**Problem description**
The line holding "the man with" and every line after it through the end of the entries below: retype these exactly and nothing more.

(Entries supplied)

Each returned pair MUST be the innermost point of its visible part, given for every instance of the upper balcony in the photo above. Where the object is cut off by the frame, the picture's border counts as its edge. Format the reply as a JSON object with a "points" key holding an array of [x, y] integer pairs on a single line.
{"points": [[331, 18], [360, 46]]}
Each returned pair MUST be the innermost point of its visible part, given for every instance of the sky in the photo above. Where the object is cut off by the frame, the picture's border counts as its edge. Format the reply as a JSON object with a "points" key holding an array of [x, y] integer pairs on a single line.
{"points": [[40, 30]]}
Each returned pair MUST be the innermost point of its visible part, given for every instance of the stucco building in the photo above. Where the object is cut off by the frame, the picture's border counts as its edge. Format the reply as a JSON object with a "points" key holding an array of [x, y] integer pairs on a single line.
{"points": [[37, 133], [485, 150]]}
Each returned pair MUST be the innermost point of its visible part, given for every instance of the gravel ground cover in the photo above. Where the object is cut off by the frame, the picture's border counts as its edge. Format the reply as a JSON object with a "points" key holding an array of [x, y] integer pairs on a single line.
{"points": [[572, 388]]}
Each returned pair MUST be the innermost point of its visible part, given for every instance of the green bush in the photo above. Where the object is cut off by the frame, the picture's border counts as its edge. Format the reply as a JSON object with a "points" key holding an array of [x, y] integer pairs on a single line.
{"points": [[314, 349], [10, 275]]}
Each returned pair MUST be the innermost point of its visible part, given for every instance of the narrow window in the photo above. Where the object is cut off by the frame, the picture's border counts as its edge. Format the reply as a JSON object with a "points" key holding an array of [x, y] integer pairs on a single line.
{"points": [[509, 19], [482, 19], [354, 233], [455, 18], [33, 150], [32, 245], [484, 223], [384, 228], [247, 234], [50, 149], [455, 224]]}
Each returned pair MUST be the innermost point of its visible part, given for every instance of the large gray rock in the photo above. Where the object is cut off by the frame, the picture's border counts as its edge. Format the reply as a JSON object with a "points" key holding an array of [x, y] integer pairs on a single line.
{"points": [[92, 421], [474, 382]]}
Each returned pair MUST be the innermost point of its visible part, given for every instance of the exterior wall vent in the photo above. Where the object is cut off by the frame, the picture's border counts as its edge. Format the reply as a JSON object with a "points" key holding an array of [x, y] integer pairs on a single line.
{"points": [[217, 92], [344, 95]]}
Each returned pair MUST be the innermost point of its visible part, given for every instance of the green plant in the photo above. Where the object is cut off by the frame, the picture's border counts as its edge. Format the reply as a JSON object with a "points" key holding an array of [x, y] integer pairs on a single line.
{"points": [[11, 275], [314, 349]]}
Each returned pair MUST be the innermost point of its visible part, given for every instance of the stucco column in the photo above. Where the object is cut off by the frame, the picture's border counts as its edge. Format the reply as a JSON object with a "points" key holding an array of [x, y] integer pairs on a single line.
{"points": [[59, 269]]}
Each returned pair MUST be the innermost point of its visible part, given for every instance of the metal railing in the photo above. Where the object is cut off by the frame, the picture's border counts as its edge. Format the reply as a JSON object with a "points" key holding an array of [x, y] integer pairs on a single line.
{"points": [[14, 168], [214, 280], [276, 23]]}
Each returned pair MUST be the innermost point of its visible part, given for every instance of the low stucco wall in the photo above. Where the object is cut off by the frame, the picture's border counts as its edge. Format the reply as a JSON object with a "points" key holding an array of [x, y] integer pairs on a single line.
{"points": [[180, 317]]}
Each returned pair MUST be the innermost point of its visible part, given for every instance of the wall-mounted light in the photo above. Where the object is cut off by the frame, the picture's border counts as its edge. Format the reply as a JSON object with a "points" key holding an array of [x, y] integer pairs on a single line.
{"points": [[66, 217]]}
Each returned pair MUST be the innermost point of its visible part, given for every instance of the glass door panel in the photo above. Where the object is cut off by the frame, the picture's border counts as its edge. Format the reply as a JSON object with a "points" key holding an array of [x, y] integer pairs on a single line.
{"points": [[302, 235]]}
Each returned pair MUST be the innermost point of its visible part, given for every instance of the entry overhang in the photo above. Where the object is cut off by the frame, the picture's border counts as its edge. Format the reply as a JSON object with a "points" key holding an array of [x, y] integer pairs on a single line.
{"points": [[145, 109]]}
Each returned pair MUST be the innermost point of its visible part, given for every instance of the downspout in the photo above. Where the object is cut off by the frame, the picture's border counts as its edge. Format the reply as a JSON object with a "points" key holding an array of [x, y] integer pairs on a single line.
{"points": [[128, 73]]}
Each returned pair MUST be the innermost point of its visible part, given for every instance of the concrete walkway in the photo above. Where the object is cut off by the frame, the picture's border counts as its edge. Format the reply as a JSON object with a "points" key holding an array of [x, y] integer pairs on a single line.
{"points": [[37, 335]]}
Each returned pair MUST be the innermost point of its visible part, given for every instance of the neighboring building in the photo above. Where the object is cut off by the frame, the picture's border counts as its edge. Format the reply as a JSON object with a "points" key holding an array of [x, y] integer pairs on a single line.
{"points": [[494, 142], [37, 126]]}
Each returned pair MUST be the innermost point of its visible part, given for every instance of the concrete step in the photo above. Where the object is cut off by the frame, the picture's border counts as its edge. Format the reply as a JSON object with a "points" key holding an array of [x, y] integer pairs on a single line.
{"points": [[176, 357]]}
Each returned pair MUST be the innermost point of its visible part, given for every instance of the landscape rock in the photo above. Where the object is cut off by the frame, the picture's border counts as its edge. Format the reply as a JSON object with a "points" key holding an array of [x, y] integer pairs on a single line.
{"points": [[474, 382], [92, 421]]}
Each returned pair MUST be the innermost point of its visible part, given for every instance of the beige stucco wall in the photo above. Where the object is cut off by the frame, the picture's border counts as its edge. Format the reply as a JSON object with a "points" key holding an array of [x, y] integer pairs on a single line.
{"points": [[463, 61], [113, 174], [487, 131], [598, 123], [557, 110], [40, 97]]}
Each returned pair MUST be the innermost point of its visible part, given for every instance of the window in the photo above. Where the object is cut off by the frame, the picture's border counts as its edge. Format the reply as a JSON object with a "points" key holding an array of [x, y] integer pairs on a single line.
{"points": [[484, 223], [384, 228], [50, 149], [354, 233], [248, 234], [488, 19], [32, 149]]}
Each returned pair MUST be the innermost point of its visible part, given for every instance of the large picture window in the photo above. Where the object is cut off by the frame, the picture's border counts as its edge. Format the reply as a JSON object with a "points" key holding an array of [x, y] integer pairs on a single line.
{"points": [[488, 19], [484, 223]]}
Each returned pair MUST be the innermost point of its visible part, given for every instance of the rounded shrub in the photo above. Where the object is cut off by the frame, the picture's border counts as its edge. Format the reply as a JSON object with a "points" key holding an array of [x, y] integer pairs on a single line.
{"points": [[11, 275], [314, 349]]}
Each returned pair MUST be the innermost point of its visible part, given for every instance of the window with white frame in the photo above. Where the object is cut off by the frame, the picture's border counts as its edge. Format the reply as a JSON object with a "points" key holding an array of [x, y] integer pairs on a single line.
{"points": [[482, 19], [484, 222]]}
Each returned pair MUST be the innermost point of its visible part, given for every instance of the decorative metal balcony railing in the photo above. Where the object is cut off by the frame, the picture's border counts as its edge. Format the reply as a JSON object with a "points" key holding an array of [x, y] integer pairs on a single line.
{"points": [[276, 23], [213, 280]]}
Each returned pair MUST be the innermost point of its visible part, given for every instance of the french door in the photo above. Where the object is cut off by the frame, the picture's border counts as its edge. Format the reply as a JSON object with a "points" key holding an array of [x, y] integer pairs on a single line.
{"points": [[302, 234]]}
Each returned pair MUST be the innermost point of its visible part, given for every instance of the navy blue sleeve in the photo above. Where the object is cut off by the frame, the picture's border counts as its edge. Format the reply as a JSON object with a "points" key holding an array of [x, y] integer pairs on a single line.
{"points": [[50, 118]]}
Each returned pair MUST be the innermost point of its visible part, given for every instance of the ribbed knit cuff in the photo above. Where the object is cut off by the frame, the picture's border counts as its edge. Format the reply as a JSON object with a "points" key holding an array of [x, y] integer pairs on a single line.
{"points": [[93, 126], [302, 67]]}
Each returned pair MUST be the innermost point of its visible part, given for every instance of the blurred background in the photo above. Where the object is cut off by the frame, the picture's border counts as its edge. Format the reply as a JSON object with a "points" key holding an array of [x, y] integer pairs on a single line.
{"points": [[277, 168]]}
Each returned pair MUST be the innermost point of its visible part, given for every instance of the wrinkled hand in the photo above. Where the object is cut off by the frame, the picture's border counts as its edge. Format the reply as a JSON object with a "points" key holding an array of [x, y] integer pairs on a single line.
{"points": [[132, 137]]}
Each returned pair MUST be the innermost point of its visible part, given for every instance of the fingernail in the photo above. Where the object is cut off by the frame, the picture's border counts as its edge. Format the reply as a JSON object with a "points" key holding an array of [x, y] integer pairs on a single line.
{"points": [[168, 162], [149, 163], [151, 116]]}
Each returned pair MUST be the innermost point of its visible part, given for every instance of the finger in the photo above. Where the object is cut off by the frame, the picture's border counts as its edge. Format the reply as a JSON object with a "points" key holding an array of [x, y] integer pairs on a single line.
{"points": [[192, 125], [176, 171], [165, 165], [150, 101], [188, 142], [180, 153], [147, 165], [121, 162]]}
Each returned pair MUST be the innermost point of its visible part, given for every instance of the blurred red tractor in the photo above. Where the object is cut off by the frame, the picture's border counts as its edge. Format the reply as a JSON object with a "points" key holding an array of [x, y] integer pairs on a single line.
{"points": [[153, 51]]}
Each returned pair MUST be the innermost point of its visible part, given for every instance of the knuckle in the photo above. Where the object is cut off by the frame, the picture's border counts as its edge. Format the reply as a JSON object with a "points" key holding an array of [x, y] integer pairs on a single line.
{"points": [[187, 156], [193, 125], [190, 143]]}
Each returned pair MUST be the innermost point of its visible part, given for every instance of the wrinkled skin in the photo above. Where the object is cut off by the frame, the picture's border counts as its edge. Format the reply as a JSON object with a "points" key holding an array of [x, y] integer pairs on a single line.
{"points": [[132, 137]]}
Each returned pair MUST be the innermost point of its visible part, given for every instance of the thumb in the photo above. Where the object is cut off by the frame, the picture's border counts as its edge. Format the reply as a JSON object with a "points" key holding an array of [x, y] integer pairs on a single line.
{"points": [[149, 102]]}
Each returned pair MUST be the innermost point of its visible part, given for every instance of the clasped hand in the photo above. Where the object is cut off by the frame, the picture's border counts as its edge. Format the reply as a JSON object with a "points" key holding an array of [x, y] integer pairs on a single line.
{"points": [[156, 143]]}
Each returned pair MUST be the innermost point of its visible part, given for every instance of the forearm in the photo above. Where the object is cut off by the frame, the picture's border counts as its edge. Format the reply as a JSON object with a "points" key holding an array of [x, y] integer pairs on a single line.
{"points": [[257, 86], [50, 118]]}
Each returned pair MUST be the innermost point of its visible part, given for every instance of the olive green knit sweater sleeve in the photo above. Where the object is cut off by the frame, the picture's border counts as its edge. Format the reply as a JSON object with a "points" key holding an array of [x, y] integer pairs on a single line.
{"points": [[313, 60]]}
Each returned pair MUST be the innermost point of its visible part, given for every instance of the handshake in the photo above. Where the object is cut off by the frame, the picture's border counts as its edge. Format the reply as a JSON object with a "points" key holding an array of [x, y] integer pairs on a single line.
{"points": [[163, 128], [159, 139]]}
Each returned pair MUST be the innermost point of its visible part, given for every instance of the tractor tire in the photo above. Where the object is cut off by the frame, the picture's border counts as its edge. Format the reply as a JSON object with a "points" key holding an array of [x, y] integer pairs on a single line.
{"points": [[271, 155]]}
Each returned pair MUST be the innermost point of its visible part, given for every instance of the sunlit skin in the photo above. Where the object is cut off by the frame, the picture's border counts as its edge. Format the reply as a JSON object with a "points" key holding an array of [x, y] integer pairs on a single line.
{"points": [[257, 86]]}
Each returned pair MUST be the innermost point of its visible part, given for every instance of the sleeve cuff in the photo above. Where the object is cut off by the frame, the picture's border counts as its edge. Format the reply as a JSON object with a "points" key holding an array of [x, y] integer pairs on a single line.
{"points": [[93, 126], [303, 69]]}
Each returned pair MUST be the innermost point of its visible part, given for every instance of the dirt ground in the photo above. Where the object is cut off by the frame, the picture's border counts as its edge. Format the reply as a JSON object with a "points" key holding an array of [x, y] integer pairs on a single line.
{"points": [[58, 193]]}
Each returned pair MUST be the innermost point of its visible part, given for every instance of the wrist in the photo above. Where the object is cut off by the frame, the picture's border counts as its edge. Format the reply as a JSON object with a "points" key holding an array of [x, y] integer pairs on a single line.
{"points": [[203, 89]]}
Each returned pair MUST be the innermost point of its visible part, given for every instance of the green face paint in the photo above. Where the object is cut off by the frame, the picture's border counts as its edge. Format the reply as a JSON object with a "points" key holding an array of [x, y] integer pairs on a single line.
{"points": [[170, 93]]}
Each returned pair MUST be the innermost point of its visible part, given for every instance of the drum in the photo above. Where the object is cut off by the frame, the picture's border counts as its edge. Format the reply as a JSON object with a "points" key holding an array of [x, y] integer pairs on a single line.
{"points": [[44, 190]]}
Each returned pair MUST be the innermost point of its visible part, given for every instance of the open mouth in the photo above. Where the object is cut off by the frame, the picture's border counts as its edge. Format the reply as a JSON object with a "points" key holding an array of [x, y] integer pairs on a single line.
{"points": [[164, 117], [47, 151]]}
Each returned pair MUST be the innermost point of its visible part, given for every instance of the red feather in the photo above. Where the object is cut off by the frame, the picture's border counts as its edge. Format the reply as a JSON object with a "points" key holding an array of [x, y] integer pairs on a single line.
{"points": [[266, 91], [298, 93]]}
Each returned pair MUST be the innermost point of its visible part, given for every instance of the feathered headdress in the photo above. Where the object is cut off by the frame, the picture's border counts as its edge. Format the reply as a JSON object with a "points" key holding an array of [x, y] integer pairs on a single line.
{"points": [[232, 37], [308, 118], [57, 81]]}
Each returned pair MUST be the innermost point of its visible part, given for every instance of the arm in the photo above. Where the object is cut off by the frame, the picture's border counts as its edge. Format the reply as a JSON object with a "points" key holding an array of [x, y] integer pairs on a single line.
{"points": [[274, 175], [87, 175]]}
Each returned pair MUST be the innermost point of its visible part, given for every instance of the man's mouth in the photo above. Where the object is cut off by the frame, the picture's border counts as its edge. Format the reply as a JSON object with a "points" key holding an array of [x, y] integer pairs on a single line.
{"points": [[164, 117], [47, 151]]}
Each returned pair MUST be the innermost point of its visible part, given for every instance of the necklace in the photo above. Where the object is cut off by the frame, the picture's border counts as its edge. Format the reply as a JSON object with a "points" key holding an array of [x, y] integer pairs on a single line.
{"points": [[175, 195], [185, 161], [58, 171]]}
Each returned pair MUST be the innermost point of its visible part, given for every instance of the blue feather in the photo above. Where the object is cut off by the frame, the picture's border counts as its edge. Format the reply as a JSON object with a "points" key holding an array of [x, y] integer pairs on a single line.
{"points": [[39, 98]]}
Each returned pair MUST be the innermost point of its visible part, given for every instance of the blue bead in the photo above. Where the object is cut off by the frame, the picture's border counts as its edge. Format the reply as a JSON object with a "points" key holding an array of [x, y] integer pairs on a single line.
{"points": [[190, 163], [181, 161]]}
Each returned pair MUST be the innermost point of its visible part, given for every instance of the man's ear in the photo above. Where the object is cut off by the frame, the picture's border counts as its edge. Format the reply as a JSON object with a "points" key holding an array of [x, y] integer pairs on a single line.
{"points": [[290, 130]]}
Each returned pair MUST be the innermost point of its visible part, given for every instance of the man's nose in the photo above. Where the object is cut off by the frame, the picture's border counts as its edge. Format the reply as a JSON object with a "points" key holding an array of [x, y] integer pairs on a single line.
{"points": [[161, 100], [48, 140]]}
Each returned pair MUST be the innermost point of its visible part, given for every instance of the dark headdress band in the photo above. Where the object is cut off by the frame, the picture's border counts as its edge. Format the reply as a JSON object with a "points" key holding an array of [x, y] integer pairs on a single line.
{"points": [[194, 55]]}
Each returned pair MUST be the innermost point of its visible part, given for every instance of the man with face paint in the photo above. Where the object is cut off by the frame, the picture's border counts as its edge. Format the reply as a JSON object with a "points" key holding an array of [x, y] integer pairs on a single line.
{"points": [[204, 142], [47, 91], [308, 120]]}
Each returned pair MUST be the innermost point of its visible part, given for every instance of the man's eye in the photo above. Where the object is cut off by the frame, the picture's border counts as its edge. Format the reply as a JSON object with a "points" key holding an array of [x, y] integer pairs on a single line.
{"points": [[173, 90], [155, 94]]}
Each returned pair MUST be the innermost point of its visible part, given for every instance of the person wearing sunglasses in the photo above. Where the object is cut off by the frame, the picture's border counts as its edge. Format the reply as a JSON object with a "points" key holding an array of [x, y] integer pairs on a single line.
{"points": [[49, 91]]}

(End Entries supplied)

**Result**
Each returned pair MUST be the innermost point of its visible part, given for every instance of the man with face paint in the photo above. Where the object is cut off by the frame, the picture's border counts as its edge. Format the reply as a JSON object with a "points" key holding an array of [x, y] integer pairs on a single line.
{"points": [[204, 142], [47, 91], [308, 120]]}
Each returned pair MUST be the innermost point of its visible part, given for every instance of the man's eye in the photo above. Where the object is cut off by the frame, the picture's border counts as its edge. Format the reply as a JSON object with a "points" key holding an array of [x, y] integer pairs on a single line.
{"points": [[173, 90], [155, 94]]}
Each returned pair MUST be the innermost point of its visible part, given for every instance of the person wearing sunglasses in the photo above. Where the object is cut off by the frame, the picture's border counts as its edge. Format the reply as a JSON object with a "points" key holding an array of [x, y] integer pairs on a single line.
{"points": [[49, 91]]}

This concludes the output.